Natural-language object grounding data:
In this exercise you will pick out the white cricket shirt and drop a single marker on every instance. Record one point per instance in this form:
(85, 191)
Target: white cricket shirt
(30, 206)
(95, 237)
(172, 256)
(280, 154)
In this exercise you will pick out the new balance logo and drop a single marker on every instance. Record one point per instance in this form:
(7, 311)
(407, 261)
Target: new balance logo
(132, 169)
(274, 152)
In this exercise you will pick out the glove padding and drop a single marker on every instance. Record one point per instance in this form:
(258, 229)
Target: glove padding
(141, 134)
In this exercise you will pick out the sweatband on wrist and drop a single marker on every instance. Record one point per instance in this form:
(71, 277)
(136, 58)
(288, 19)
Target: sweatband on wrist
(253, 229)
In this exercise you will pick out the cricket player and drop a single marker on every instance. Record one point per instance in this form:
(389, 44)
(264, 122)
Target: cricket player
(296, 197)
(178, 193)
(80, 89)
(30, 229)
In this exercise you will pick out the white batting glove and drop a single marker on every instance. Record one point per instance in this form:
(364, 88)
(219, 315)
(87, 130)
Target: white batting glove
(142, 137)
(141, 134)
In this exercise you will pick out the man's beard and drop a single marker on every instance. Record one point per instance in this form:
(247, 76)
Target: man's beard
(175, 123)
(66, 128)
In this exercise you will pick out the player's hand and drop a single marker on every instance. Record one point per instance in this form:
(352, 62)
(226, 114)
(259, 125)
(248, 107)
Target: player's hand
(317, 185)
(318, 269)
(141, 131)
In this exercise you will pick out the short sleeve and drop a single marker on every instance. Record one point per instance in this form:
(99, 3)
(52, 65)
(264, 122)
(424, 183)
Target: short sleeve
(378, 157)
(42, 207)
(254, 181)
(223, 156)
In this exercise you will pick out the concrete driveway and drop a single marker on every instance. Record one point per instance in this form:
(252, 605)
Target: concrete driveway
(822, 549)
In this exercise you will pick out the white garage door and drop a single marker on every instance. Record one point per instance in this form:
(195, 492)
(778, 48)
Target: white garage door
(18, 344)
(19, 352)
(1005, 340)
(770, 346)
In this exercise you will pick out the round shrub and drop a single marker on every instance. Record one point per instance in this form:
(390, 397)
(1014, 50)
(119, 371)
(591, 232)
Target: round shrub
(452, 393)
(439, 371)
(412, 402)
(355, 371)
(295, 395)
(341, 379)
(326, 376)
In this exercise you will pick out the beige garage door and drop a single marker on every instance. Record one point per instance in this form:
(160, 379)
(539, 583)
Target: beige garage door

DESCRIPTION OF THE TASK: The records above are to be given again in full, exactly.

FINAL ANSWER:
In this exercise you will pick out the white cricket shirt and drop a single marker on every instance. Record one point per instance in this form:
(85, 191)
Target: white cricket shirt
(30, 206)
(95, 237)
(172, 256)
(280, 154)
In this exercise you will pick out the new balance logo and drop a single marker on every instance. Record one point per instance in this form:
(7, 311)
(407, 261)
Target: new balance logo
(132, 169)
(274, 152)
In this exercise you will pick out the glove padding and drop a single marker on every instance. Record one point per instance in this form:
(258, 229)
Target: glove padding
(141, 134)
In this exercise you will pick out the sweatband on wrist and drop a single marker on every instance. Record one point per instance in this form:
(71, 277)
(136, 58)
(288, 19)
Target: sweatband on wrist
(253, 229)
In this exercise you will pick out the cricket player and drop a single marker on every instance. Record one point per instance in this form:
(389, 44)
(264, 122)
Target: cricket player
(296, 197)
(178, 193)
(80, 89)
(30, 229)
In this exercise you will pick out the white batting glove and drop a single marker on every instance. Record one point per instance in this form:
(364, 88)
(219, 315)
(87, 130)
Target: white batting glove
(142, 137)
(141, 134)
In this exercise you will pick out the man's beard and drop a single marker on every instance. Record one point per instance in this form:
(247, 76)
Target: man's beard
(175, 123)
(66, 128)
In this exercise you will pick out the player's hand and drop a single marker on every instance. Record one point per instance in this form:
(352, 62)
(226, 114)
(259, 125)
(248, 107)
Target: player's hand
(317, 185)
(318, 269)
(141, 131)
In this exercise you will pick out the short sleeve and drop a single marker on every instance. Record one point per instance in this form:
(99, 3)
(52, 65)
(264, 122)
(424, 183)
Target: short sleeve
(378, 157)
(42, 207)
(254, 181)
(223, 156)
In this exercise you will pick out the concrete driveway and drop a single marker on every instance. Record one point per instance in this form:
(252, 605)
Target: concrete driveway
(822, 549)
In this exercise you will pick out the white garage door and drop a single marker on every instance. Record one point per instance in this form:
(195, 492)
(778, 48)
Target: white garage door
(18, 344)
(19, 352)
(1005, 340)
(770, 346)
In this exercise you will pick out the round shrub and drop a single marker on every instance. Record one point per instance in this form:
(390, 397)
(1014, 50)
(119, 371)
(591, 232)
Target: round shrub
(452, 393)
(439, 371)
(412, 402)
(355, 371)
(295, 395)
(341, 379)
(326, 376)
In this exercise you will pick out the beige garage door and drop a single marker on every instance. Record one point per instance in this form:
(160, 379)
(539, 583)
Target: beige garage door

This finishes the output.